▶ **SOURCE EXCERPT**
## start
# A bit of forward planning.



## TheStaticRooster (Sep 2, 2012)

Hi to you all out there. Albeit I am still in the UK,indeed in Northumberland having just purchased a 39'x12' static on an 11month site I am seriously considering a static in Spain on the Costa Blanca. This would be a late Autumn through to early Spring escape from the cold wet winters of the UK.
What sort of living is there around the Torrevieja area?. I believe that there is a rather large static & touring site just off the AP7 and north of San Miguel de Salinas,has anyone any knowledge of the site.
What sort of cost are there in buying and living in the area for what is 4 or 5 months of the year?. What are the implications of a long-term shutdown and what will we likely face upon our return?
Would I be better in the long term doing things the other way around and spending more time in Spain and only returning to the UK for the Spring/Summer period?.
I had considered using our 26ft twin axle tourer and doing a bit of site seeing on-route through France after first locating a site that I can stay on long-term. Then take it back to the UK for the Spring and Summer/early Autumn period but the cost of the ferry and diesel is mind-bending.
I am considering close to the coastline area between Alicante & La Manga del Mar Menor.
I have friends living at San Miguel de Salinas in a large house but my budget will not run that far and at 67yrs old next week I am not overly keen on solid construction and all that it entails again.


----------



## Stravinsky (Aug 12, 2007)

TheStaticRooster said:


> Hi to you all out there. Albeit I am still in the UK,indeed in Northumberland having just purchased a 39'x12' static on an 11month site I am seriously considering a static in Spain on the Costa Blanca. This would be a late Autumn through to early Spring escape from the cold wet winters of the UK.
## end
▶ **GIVEN RECORDS**
## start
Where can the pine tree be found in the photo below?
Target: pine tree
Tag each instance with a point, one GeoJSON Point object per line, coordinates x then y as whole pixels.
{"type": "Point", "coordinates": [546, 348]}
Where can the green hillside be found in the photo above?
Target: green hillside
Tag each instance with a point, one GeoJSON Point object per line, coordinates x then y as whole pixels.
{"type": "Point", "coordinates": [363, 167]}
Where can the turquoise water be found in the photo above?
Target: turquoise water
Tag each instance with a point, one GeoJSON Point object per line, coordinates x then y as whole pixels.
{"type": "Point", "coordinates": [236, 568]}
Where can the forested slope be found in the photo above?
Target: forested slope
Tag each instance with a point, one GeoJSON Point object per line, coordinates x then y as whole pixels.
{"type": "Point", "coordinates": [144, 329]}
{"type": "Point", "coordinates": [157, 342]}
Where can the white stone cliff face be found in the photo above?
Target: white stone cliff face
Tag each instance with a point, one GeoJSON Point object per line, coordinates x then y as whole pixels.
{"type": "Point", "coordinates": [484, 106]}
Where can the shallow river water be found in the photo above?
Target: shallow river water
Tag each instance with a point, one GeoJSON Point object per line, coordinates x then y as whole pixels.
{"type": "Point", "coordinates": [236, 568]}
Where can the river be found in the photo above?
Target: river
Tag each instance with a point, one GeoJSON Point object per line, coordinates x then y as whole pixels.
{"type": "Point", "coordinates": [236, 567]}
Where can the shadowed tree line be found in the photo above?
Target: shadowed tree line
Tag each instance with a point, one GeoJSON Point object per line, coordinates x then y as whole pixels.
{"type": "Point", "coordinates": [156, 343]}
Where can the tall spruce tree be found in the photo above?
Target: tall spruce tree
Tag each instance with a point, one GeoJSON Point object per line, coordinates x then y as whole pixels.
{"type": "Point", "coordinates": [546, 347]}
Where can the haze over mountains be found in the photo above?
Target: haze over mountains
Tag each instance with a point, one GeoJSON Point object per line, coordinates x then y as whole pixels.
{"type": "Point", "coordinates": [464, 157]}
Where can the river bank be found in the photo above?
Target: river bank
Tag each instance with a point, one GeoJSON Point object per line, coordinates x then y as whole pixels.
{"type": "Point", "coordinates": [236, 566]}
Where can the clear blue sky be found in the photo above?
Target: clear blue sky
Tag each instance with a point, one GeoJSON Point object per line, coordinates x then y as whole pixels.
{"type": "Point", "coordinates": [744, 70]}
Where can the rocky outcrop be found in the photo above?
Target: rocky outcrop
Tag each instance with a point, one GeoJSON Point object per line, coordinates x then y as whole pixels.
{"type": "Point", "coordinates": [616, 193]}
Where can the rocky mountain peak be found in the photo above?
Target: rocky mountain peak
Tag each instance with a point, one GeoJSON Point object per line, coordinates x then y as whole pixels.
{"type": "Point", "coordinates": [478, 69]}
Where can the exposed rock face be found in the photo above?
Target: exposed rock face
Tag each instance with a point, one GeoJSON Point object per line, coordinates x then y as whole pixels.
## end
▶ **TASKS TO CARRY OUT**
**A.** Translate this sentence from the forum thread into Spanish: "This would be a late Autumn through to early Spring escape from the cold wet winters of the UK."
**B.** According to the forum thread, how old will TheStaticRooster be next week?
**C.** Reproduce the part of the forum thread that opens with the words containing "I am considering" and closes with "(Aug 12, 2007)".

▶ **TASK-BY-TASK RESULTS**
**A.** Esto sería una escapada, desde finales de otoño hasta principios de primavera, de los inviernos fríos y húmedos del Reino Unido.

**B.** 67 years old.

**C.**
I am considering close to the coastline area between Alicante & La Manga del Mar Menor.
I have friends living at San Miguel de Salinas in a large house but my budget will not run that far and at 67yrs old next week I am not overly keen on solid construction and all that it entails again.


----------



## Stravinsky (Aug 12, 2007)